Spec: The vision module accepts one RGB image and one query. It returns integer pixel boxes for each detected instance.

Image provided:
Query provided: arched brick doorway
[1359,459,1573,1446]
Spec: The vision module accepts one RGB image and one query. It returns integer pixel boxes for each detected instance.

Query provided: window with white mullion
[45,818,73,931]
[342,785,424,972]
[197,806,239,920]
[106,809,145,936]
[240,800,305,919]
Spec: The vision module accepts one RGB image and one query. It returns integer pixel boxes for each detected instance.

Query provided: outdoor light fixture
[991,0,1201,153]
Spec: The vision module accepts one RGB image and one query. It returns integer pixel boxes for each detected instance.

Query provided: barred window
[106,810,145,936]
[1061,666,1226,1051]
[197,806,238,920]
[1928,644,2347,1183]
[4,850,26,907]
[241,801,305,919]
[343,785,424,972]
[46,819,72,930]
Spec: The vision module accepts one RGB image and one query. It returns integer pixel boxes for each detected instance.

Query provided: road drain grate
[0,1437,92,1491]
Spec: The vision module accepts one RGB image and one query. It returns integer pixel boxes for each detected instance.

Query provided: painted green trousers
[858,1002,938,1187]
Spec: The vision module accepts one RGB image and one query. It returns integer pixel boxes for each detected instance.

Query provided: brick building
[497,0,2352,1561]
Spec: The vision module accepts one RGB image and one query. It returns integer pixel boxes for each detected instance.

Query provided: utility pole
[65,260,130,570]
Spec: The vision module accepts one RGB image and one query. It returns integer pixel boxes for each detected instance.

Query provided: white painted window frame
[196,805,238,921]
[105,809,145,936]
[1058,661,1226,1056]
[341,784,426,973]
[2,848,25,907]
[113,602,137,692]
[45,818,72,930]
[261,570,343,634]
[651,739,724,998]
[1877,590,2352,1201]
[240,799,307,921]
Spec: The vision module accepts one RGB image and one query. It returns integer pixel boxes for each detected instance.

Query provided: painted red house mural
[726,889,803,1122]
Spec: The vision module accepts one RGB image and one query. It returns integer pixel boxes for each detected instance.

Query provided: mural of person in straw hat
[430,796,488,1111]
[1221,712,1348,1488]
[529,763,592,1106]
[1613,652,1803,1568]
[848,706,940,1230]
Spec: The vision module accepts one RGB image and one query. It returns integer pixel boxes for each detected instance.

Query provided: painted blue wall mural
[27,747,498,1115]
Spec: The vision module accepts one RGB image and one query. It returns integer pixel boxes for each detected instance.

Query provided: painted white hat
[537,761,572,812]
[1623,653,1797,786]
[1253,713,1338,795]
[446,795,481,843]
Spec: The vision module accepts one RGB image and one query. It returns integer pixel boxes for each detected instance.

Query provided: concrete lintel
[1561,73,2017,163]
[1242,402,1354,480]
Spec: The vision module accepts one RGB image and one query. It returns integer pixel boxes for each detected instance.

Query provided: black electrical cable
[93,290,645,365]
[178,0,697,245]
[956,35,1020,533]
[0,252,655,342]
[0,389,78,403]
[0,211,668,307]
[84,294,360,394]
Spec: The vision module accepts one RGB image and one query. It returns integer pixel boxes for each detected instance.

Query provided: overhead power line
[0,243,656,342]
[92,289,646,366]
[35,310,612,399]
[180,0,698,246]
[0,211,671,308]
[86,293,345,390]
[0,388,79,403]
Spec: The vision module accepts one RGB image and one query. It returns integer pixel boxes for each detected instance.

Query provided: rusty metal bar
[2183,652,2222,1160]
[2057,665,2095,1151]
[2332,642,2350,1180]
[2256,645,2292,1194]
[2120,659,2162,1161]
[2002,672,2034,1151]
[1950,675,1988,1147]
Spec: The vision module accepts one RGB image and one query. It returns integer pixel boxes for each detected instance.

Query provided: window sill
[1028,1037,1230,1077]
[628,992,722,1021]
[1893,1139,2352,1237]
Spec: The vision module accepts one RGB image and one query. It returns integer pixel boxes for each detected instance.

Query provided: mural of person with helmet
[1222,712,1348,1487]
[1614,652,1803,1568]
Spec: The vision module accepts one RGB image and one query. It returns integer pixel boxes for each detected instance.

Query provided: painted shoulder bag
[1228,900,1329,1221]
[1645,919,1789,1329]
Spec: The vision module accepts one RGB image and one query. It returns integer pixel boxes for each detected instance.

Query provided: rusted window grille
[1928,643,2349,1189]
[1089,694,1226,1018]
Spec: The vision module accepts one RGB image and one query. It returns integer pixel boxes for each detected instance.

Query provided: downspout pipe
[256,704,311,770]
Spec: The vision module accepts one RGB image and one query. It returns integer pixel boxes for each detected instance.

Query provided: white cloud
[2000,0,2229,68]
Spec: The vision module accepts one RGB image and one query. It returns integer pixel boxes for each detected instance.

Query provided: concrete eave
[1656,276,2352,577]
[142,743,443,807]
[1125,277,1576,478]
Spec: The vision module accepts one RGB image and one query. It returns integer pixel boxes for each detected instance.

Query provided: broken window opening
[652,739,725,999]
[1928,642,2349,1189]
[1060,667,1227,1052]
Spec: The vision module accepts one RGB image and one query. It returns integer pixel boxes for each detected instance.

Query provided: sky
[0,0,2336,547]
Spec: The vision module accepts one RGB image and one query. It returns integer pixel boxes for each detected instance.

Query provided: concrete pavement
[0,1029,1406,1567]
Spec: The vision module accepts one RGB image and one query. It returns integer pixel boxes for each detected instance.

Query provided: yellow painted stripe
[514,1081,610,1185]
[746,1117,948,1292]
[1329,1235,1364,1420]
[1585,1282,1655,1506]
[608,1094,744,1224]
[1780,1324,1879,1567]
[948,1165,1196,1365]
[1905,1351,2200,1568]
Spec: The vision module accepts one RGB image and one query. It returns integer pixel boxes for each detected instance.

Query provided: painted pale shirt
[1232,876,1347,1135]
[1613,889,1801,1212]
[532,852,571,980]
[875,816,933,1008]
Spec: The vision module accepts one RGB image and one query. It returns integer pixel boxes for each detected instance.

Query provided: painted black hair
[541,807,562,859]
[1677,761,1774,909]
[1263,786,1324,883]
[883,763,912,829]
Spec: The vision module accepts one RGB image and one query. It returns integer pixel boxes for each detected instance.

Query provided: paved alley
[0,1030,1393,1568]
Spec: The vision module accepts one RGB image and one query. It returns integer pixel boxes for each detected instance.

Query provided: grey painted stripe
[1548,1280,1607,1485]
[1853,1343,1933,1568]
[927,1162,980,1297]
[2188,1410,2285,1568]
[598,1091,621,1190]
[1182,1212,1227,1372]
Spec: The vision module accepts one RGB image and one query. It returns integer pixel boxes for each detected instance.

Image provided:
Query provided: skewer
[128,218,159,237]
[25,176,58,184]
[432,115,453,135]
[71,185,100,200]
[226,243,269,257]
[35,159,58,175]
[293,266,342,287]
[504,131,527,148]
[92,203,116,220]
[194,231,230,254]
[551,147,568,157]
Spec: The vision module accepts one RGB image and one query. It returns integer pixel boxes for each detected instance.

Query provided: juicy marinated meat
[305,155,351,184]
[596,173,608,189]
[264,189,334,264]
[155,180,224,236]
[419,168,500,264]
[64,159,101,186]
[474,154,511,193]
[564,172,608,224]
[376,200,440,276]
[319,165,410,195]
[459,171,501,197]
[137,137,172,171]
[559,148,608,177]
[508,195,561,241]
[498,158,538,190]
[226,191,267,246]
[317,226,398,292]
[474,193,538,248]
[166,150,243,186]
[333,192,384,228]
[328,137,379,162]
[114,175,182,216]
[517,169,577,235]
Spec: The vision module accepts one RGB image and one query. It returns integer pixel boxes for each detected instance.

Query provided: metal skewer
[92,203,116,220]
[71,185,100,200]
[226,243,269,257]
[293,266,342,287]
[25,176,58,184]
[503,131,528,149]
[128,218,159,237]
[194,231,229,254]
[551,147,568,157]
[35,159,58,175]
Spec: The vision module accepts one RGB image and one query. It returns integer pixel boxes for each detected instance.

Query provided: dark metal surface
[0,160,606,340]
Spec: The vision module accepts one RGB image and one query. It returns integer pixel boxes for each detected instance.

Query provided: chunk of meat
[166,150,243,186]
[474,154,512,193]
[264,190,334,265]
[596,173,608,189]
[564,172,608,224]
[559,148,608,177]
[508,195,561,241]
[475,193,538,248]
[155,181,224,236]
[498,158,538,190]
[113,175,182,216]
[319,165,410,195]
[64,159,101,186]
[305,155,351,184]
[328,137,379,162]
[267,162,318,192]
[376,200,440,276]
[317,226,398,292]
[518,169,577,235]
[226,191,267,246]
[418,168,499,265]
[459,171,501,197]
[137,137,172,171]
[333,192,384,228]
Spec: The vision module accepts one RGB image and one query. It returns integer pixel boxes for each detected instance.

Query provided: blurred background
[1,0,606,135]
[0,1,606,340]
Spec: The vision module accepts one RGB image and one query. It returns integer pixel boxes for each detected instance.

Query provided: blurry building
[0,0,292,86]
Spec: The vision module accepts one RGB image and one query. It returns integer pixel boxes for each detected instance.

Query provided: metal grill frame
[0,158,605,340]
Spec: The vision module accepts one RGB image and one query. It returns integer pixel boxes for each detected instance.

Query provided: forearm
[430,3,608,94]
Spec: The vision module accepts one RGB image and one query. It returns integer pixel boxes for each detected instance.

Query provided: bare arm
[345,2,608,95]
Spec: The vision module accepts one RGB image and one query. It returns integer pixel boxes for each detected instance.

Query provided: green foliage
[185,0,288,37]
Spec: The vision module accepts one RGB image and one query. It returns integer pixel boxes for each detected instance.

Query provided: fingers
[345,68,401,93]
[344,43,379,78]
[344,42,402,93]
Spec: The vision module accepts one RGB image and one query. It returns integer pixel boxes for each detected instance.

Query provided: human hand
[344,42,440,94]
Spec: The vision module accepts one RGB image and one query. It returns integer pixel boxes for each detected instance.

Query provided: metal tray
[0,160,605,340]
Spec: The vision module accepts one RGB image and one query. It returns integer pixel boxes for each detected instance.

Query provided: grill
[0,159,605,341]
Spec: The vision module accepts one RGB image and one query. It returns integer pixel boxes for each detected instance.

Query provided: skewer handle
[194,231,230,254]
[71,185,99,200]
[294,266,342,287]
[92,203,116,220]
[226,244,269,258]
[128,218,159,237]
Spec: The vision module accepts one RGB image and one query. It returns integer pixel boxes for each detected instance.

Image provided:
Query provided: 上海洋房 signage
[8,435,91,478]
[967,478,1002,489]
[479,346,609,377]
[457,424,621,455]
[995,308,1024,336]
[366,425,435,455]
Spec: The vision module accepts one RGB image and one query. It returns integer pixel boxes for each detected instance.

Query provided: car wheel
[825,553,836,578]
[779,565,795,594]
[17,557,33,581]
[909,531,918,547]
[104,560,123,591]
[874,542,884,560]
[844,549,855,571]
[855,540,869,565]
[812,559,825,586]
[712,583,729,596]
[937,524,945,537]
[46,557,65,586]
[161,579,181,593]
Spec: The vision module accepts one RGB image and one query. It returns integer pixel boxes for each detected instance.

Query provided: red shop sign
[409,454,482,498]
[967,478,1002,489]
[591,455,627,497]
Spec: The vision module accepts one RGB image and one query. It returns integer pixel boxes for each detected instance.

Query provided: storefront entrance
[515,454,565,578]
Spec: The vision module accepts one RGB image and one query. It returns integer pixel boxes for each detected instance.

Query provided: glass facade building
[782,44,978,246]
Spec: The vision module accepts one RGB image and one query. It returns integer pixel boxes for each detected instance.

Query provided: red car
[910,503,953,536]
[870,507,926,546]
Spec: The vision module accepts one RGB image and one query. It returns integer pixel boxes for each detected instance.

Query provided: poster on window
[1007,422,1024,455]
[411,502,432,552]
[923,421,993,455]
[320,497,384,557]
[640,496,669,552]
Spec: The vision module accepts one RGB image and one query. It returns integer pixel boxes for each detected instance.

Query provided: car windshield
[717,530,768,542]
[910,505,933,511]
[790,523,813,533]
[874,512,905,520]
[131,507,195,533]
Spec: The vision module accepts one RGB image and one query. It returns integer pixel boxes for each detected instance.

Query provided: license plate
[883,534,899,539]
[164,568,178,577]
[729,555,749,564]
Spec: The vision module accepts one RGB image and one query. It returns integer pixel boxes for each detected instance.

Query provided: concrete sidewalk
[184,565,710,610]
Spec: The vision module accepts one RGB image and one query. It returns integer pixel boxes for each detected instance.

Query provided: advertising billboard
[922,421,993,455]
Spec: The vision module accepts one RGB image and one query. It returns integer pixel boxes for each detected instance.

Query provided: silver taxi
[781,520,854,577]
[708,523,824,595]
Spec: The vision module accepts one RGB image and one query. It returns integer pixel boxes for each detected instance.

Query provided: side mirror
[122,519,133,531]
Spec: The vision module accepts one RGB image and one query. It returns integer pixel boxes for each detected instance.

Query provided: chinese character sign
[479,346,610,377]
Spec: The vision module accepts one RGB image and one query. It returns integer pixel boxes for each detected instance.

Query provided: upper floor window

------------------------------------------------------------------------

TASK INSTRUCTIONS | From the line holding "Query provided: side mirror" down to the final line above, quote every line exactly and only those lines.

ANSWER SPACE |
Query provided: side mirror
[122,519,133,531]
Spec: The vision module accepts one RGB image and one query. It returns integer pixel boxes for each detected instance.

Query provided: chinese character sign
[479,346,610,377]
Spec: The vision module accepts one RGB image and one query. It returns integer pixel boxes for each detected instance.

Query provided: upper floor window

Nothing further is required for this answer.